> [Record extracts]
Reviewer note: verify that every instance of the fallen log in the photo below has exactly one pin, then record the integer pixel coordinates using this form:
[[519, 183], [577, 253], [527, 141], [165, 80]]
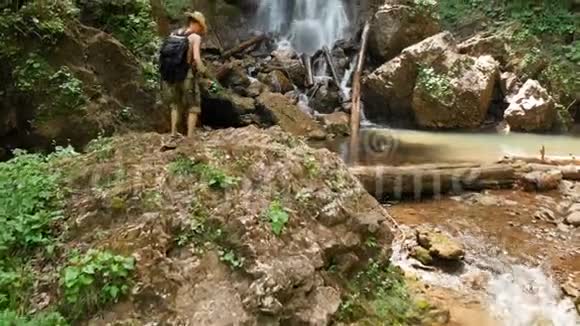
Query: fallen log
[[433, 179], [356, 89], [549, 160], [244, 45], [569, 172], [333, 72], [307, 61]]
--
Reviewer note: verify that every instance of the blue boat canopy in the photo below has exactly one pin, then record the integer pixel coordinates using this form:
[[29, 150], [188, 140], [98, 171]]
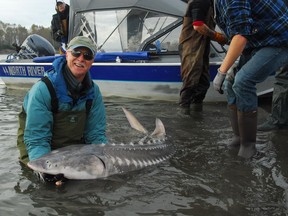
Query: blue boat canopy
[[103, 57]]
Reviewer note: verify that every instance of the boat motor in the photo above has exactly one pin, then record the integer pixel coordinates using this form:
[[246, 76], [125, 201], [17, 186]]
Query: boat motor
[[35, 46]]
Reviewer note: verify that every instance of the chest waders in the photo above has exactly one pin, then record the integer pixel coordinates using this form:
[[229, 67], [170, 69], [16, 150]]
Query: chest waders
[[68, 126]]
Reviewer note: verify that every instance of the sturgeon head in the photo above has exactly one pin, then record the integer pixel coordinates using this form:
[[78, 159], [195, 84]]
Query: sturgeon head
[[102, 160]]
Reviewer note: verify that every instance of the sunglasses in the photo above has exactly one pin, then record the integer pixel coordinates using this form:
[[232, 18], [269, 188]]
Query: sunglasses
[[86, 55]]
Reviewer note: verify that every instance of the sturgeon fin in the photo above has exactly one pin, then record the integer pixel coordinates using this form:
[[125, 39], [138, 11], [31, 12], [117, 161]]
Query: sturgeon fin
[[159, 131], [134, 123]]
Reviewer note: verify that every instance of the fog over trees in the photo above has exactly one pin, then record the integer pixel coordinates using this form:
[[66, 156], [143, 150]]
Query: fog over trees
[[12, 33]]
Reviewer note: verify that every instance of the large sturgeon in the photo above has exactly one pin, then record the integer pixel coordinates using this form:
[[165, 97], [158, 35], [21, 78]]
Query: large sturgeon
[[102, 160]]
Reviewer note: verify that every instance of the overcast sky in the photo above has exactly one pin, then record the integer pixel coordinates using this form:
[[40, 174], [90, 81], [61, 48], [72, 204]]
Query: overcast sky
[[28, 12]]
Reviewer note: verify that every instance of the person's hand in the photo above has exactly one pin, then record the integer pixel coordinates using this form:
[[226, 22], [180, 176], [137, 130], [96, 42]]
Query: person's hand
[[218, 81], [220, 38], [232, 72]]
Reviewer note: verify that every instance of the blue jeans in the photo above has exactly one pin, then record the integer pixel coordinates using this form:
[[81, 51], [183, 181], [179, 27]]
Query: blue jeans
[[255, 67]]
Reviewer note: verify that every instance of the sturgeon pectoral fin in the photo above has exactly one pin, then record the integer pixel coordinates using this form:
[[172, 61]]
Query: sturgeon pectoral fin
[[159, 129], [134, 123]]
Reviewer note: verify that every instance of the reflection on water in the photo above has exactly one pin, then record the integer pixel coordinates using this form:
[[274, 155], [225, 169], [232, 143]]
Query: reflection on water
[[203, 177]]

> [What to work on] Go through the material above, find each line with the string "below", and copy it.

> [Solution for this exercise]
Reviewer note: verify that every instance of the fallen log in the photo below has exactly one pin, then record the integer pixel coordinates using this form:
Reviewer note: verify that every instance of the blue boat canopy in the photo below has exactly one pin, then record the integer pixel coordinates using this form:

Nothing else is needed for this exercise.